Copy the lines of the items below verbatim, starting at the line that contains "Report the position of each instance of the green" and continuing through the end of the items, with both ends included.

[Stored data entries]
========================================
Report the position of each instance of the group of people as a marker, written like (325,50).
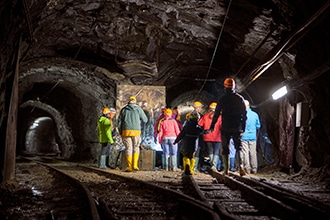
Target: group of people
(228,119)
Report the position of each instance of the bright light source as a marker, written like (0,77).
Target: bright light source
(279,93)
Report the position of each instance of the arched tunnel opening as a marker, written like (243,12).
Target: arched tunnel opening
(40,138)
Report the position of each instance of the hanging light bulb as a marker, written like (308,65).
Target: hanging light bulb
(279,93)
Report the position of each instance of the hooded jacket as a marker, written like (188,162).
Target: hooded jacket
(129,120)
(252,125)
(104,130)
(205,122)
(233,111)
(169,128)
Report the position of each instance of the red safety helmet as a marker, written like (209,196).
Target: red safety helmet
(229,83)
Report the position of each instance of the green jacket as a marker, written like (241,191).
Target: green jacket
========================================
• **Output**
Report the position of each instance of the green jacket as a marker, written like (241,191).
Target: green jacket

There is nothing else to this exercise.